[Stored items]

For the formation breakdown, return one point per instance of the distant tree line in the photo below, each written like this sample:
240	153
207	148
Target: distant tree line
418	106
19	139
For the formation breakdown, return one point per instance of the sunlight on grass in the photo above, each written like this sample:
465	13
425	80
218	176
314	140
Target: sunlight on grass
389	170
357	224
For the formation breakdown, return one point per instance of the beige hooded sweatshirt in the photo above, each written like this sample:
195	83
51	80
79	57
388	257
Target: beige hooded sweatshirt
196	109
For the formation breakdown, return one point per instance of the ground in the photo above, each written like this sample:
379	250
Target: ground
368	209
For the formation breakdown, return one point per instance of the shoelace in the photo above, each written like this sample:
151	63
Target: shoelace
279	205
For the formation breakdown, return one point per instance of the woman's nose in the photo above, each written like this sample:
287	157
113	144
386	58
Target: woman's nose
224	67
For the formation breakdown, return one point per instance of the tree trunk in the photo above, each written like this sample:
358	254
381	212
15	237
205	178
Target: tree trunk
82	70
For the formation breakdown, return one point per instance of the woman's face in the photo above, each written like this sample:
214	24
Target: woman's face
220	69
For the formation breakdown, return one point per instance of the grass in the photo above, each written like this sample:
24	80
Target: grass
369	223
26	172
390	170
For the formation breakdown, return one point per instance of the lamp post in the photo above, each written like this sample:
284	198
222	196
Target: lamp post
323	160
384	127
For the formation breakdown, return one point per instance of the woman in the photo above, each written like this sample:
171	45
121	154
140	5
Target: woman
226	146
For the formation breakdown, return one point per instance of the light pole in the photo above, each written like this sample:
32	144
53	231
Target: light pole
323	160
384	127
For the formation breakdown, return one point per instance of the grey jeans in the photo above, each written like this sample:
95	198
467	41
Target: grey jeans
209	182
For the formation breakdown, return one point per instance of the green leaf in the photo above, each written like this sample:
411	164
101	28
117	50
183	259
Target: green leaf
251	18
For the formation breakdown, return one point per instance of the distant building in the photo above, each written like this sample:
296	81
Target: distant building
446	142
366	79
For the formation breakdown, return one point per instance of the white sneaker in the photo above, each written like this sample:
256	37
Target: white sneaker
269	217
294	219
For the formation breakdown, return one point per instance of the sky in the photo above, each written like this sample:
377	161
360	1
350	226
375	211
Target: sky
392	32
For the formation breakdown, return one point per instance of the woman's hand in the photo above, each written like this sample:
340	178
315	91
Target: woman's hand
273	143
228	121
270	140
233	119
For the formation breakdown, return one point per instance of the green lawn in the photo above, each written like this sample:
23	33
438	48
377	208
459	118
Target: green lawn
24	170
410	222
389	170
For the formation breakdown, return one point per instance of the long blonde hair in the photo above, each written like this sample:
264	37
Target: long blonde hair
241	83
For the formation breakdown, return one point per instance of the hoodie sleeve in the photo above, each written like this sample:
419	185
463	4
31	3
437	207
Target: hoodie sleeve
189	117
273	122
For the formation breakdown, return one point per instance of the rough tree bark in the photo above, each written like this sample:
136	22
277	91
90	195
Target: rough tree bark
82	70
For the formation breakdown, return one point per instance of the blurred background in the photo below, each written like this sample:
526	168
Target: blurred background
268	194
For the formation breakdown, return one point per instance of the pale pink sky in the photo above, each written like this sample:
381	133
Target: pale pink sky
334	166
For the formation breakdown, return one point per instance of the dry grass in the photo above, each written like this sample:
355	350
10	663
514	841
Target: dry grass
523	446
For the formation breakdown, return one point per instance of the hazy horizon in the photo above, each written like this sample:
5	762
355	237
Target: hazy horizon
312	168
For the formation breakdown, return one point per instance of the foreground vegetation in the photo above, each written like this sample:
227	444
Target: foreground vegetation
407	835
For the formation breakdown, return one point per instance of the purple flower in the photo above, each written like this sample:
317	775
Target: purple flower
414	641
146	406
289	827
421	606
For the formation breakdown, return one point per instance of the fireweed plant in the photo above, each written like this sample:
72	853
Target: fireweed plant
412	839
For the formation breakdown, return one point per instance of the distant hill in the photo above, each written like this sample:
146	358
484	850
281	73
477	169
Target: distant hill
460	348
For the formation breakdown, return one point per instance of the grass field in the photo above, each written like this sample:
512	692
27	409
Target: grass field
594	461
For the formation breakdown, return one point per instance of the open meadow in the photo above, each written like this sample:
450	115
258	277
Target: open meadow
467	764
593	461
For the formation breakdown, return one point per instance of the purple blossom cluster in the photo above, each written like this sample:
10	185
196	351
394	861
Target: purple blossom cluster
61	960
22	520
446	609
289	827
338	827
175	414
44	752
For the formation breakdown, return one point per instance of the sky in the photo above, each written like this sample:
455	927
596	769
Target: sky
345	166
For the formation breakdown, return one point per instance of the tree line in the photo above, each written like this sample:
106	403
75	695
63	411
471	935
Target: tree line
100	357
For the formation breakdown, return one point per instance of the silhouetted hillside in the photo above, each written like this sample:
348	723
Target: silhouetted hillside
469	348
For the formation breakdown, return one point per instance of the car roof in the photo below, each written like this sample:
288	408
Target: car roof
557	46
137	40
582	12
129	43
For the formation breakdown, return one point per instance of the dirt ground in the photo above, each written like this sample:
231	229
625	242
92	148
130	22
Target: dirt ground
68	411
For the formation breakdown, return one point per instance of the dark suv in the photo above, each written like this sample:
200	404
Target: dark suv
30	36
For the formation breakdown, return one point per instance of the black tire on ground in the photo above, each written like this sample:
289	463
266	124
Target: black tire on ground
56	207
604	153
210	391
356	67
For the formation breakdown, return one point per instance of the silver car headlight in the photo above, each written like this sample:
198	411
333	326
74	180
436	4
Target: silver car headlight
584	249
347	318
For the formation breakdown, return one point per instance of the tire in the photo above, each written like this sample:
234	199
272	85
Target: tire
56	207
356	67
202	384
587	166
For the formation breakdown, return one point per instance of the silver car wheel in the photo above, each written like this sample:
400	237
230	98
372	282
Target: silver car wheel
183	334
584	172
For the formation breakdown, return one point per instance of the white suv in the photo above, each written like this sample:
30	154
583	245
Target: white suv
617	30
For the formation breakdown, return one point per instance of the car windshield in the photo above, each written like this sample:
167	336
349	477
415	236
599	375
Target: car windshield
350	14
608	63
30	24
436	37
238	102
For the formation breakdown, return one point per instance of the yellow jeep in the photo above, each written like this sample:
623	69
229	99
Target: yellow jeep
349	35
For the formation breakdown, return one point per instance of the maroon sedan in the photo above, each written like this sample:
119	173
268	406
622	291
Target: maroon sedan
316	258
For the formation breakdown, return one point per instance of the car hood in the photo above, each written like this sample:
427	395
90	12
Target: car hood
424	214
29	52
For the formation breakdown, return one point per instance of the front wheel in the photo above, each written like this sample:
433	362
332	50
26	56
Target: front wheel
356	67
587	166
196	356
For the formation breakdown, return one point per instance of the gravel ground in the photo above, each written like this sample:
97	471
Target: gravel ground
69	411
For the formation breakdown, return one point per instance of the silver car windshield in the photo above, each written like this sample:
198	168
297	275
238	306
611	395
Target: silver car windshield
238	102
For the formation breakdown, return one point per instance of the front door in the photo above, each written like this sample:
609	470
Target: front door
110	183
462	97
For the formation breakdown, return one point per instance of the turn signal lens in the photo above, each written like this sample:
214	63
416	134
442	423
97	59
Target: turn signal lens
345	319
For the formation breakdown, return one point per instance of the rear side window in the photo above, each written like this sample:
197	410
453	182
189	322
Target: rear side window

**What you have to do:**
Which lines of the records above contain the word "rear"? Report each one.

**Exercise answer:**
For the formation breakdown, return one point per instance of the rear side window in the photo above, each written like this sample:
Target: rear side window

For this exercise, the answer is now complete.